→ **WHAT THE TASK REQUIRES**
In the records below, lay out everything from the line containing "Expected behaviour: for every instance of the bokeh" down to the end as a Markdown table with the columns Row and Line. Skip blank lines and include no other part of the records.

=======

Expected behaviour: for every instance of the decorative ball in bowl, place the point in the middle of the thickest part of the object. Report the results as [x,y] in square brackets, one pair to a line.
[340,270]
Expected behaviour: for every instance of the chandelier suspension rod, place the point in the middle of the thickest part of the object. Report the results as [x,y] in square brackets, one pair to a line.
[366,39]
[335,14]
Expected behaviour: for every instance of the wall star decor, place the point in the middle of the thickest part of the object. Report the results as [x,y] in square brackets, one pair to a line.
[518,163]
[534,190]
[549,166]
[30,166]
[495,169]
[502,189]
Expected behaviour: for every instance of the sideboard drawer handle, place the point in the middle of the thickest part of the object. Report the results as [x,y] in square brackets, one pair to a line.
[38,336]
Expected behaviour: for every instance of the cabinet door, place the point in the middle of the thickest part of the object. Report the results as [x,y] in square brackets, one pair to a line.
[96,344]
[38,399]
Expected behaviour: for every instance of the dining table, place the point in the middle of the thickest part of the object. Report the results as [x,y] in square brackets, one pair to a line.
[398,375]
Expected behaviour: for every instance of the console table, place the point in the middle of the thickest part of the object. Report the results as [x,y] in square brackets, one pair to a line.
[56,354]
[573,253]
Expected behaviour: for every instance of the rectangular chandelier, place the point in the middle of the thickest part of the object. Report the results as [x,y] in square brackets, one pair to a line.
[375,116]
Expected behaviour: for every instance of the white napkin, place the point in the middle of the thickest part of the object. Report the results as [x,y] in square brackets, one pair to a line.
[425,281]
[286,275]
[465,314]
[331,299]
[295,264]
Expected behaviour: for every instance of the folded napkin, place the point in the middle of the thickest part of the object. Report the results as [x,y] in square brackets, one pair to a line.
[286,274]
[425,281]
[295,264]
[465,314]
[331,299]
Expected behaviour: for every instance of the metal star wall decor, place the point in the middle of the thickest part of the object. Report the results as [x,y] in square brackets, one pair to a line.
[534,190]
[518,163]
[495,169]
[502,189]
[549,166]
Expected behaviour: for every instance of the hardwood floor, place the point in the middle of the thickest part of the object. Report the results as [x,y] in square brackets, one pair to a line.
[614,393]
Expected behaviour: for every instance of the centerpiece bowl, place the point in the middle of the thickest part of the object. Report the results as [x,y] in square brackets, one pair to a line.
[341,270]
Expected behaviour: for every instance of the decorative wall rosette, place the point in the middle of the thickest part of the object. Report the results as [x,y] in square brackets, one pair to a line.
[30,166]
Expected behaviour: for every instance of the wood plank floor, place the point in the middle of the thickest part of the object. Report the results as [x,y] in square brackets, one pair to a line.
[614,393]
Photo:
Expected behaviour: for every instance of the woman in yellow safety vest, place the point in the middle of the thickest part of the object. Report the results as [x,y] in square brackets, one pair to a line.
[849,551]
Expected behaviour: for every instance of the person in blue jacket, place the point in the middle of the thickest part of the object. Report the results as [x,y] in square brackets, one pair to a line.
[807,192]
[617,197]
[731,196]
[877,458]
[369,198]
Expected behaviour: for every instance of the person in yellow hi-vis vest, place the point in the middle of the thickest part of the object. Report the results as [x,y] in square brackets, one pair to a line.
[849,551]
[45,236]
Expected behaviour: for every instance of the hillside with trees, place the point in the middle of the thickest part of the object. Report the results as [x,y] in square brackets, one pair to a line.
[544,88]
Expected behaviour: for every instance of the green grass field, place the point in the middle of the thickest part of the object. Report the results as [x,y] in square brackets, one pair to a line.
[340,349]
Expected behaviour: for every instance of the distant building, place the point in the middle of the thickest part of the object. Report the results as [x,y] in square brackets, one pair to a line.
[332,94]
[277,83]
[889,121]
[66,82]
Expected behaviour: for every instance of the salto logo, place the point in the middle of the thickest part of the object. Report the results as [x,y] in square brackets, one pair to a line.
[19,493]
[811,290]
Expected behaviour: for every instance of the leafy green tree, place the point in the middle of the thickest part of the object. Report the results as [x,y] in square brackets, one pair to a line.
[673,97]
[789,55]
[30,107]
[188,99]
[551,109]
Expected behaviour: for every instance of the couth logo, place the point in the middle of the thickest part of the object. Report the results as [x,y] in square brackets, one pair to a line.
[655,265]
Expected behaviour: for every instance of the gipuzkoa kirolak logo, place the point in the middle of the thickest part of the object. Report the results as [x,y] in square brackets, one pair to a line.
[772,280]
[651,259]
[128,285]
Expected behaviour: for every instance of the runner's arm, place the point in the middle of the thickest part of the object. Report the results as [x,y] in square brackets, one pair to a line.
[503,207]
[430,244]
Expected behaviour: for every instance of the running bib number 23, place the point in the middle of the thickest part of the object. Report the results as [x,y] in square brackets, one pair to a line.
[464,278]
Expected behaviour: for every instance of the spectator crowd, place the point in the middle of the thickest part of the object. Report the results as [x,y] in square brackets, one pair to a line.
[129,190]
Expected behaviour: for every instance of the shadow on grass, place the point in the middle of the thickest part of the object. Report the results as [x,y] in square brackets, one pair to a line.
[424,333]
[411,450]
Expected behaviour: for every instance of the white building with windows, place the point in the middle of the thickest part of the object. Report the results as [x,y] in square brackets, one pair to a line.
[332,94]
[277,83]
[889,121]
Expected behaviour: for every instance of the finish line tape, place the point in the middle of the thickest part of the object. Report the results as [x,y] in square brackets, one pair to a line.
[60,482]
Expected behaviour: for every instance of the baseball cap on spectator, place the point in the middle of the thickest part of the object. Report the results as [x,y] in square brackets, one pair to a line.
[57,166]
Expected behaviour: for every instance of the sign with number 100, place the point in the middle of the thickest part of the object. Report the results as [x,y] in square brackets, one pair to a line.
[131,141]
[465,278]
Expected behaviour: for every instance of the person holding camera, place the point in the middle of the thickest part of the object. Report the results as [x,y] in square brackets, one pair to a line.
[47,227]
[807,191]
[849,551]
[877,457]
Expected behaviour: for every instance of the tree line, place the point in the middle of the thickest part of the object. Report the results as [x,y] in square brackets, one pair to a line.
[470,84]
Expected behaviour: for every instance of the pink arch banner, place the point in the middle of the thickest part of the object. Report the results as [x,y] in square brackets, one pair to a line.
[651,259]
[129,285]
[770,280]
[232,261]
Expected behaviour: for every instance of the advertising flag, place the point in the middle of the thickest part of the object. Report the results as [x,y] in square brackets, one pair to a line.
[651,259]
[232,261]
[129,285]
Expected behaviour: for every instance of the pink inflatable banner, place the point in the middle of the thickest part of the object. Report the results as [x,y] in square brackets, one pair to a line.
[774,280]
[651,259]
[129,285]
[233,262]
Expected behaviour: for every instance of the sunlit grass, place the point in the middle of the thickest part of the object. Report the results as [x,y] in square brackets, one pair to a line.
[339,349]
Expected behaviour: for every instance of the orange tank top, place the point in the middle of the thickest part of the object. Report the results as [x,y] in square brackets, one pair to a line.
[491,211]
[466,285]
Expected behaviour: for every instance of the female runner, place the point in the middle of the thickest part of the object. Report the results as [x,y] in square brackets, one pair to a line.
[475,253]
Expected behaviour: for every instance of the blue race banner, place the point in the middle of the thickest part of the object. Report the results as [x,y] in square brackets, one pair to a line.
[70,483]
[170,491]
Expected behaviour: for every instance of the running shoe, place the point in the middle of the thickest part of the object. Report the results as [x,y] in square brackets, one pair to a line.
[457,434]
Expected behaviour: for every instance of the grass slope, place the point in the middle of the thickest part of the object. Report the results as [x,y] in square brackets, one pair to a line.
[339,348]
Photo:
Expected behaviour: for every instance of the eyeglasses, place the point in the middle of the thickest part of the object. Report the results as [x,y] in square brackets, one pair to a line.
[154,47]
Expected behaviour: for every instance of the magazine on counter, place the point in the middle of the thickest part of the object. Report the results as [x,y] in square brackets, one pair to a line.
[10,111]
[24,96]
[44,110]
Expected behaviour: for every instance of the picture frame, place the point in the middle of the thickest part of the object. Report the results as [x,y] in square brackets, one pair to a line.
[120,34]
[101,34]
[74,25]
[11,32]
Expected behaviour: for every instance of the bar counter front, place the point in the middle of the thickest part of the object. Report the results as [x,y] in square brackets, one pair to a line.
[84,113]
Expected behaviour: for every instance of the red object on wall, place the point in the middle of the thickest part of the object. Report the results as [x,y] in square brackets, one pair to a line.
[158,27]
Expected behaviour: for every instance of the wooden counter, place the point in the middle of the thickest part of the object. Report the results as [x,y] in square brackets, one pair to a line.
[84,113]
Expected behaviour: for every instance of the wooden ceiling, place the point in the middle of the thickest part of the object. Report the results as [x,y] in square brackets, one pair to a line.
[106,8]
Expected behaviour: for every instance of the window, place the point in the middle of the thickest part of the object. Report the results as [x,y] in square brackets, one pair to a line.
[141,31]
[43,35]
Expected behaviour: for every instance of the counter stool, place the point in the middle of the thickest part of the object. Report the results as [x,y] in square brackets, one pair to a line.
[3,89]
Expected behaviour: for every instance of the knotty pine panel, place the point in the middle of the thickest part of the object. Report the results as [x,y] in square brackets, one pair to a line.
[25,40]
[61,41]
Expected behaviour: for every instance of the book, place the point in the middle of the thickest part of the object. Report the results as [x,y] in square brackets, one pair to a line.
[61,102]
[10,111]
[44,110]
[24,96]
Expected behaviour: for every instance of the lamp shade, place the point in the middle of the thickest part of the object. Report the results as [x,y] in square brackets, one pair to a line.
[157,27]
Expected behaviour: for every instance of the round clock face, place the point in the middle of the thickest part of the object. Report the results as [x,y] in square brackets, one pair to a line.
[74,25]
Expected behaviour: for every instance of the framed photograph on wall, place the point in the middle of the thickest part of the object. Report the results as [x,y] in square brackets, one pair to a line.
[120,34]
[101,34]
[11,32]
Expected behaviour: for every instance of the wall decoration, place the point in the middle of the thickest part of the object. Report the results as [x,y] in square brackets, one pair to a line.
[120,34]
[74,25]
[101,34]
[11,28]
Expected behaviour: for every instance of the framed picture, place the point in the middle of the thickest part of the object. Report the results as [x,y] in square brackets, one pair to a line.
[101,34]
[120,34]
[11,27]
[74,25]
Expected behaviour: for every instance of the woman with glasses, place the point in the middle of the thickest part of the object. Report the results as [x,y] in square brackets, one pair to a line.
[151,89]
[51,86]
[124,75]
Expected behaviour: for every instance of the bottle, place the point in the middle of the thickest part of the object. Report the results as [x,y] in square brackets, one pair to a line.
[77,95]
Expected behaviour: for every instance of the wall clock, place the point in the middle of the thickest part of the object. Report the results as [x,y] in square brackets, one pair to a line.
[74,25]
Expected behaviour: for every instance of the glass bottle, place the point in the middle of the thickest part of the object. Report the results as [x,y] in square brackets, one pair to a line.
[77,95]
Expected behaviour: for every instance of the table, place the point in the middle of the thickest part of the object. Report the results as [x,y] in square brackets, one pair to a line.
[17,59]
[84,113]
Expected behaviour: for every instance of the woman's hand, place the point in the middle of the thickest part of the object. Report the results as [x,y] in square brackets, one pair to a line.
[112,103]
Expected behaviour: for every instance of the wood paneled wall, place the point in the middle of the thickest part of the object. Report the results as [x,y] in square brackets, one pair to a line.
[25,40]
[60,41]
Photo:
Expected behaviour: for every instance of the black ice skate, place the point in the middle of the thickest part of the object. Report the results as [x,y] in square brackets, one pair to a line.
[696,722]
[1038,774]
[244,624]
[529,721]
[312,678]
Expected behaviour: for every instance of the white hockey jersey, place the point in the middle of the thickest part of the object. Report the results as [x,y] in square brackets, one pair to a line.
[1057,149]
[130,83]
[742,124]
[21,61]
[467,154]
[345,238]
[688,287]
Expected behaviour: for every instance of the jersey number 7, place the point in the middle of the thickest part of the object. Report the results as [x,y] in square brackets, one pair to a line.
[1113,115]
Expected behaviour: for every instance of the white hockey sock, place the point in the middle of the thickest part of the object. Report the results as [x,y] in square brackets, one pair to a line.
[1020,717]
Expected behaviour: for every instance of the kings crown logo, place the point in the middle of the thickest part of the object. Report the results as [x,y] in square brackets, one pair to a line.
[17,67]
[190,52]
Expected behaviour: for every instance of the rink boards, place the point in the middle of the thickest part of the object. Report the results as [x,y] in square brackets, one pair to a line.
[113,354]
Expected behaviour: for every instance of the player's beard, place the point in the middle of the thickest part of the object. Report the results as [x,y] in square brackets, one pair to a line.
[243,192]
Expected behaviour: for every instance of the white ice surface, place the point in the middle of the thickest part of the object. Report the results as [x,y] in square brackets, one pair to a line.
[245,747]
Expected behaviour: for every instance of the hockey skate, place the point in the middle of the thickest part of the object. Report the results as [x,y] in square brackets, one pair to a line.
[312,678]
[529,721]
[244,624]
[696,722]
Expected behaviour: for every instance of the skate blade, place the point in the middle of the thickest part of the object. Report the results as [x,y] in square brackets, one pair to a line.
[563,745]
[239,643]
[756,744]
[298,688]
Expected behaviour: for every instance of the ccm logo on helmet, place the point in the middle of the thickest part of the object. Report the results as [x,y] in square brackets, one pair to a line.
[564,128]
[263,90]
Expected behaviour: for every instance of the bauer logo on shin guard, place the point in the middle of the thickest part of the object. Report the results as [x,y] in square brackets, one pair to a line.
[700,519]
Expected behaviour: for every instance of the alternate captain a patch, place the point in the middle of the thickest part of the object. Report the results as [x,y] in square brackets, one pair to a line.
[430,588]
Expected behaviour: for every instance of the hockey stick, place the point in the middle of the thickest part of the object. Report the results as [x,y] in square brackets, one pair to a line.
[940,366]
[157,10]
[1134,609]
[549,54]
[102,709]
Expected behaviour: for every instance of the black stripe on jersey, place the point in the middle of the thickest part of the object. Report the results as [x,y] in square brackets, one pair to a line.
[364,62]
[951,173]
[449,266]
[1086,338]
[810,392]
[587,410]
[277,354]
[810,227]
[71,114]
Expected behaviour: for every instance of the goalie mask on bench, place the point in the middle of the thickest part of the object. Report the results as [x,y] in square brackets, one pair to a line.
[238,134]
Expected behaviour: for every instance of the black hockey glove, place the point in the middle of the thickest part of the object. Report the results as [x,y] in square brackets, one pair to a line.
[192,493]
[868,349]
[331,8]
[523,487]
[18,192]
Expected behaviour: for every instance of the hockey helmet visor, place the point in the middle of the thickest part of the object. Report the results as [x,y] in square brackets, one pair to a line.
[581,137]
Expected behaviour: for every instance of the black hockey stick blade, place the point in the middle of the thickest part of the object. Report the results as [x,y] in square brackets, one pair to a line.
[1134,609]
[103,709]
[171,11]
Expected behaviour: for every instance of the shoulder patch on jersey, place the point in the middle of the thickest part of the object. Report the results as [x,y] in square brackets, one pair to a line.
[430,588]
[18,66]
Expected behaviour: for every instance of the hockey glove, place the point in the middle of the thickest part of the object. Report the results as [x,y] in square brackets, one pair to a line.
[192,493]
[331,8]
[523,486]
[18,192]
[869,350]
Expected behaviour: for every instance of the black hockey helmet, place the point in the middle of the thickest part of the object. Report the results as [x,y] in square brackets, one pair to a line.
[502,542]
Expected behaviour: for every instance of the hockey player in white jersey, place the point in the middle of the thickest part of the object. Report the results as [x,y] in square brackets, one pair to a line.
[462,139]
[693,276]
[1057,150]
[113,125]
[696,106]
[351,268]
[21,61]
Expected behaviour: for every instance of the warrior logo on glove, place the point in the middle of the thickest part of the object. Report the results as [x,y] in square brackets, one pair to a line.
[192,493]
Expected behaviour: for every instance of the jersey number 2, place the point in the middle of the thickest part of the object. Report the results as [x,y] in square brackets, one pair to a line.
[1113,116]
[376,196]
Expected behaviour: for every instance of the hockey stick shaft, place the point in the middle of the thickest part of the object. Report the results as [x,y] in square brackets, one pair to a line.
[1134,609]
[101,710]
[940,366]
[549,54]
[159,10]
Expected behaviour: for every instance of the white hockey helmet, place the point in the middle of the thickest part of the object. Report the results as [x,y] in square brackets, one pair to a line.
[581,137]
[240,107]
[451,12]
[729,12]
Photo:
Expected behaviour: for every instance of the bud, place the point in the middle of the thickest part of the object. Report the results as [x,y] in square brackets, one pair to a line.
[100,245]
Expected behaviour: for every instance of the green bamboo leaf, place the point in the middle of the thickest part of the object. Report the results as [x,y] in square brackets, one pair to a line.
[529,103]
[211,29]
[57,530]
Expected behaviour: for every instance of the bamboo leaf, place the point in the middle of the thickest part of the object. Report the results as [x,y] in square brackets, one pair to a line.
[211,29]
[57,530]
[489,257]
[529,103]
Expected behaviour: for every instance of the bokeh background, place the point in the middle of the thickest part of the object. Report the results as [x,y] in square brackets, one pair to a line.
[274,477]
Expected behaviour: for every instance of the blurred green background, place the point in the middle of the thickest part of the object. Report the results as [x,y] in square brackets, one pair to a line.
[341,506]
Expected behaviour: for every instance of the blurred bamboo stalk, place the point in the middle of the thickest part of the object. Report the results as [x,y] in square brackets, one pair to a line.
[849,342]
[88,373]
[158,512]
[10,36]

=======

→ **TASK OUTPUT**
| Row | Line |
|---|---|
| 1 | Expected behaviour: for every instance of the bokeh background, place the point in the middle of the thickest part of the object. Report the results as [x,y] in square brackets, one pair to a line. |
| 2 | [274,477] |
| 3 | Expected behaviour: for every instance of the blurred green background, place the point in the middle of the thickest part of the object. Report the results as [x,y] in square brackets, one pair to a line. |
| 4 | [341,506] |
| 5 | Expected behaviour: for every instance of the blurred bamboo stalk, place the point in the middle of the thickest part of the object. Report the results as [x,y] in square brackets, one pair to a line. |
| 6 | [849,342] |
| 7 | [88,373] |
| 8 | [158,512] |
| 9 | [10,36] |